I had, along with chromatic and some other people, been thinking about Lorito as a very very low-level language, similar to an assembly language. The idea being that each Lorito op would share a close correspondence with an operation in the JIT engine, and would therefore be trivially easy to compile at runtime.
Plobsing was taking a different approach: He's thinking about a higher-level structured language that we would parse down into native JIT format at build time. There are some merits to this idea and since he mentioned it to me I've been thinking about it more and more. Let's take a look at things in more detail, focusing on LLVM specifically.
First, LLVM uses it's own platform-neutral LLVM bytecode format natively. High-level code is parsed and compiled down to LLVM bytecode which can then be optionally optimized before conversion to machine code. That first part ("parsed and compiled") is expensive: We don't want to be parsing and compiling to LLVM bytecode at runtime, that would eat up any potential gains we could get from JIT in the first place. What we want is for the Lorito code to be compiled only once: during the Parrot build. From there we will have LLVM .bc files which contain the raw bytecode definitions for each op, which can be combined together into large methods or traces and compiled to machine code in one go.
Ops are defined in .ops files, which are currently written in a preprocessed C-like language but which will eventually be rewritten in Lorito. During the build, we want two things to happen: First, we want to compile the Lorito down into machine code, as we currently do with our ops, for interpretted cores (fast core, switch core, etc). Second, we want to compile down the ops into LLVM bytecode for use with the JIT at runtime. By comparison:
Interpretted: Good startup time, Reasonable execution time
JIT'd: Slower startup time, better execution time. Many tradeoffs available between the two (usually in terms of adding/removing optimization stages)
For long running programs, costs necessary to startup the JIT engine can be amortized over the entire execution time, which produces benefits overall.
But, I'm digressing. The goal of Lorito was to produce a language that would be trivially easy to JIT at runtime. I was assuming that what we needed was a very small language to perform the job. However, what's really the most trivial to JIT is LLVM's native bytecode format. If we generate that bytecode at compile time, the runtime costs will stay to a minimum. This means that we can have Lorito be any language of any complexity: The only requirements are that we be able to compile it down to LLVM bytecode, hopefully in a process that isn't overly complex or fraught with error possibilities. So long as the conversion only happens once at build time, it doesn't really matter how complicated it is.

> _Extracted information_
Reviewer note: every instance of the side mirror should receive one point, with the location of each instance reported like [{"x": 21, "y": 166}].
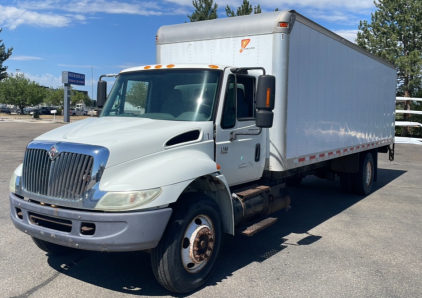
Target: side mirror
[
  {"x": 101, "y": 93},
  {"x": 265, "y": 100}
]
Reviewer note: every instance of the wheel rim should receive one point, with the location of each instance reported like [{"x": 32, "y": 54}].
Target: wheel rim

> _Work to complete_
a) According to the Lorito post, why should Lorito code be compiled to LLVM bytecode during the Parrot build rather than at runtime? Answer in one to three sentences.
b) In the entries, start with the line that contains "Reviewer note: every instance of the wheel" and go on through the end of the entries. Switch "wheel rim" to "hubcap" there, and give back only those lines with everything else unchanged.
The entries have no connection to the Lorito post.

> _Written responses_
a) Parsing and compiling high-level code down to LLVM bytecode is expensive. Doing it at runtime would eat up any potential gains from using the JIT in the first place, so the post wants it done only once, at build time.

b)
Reviewer note: every instance of the hubcap should receive one point, with the location of each instance reported like [{"x": 32, "y": 54}].
Target: hubcap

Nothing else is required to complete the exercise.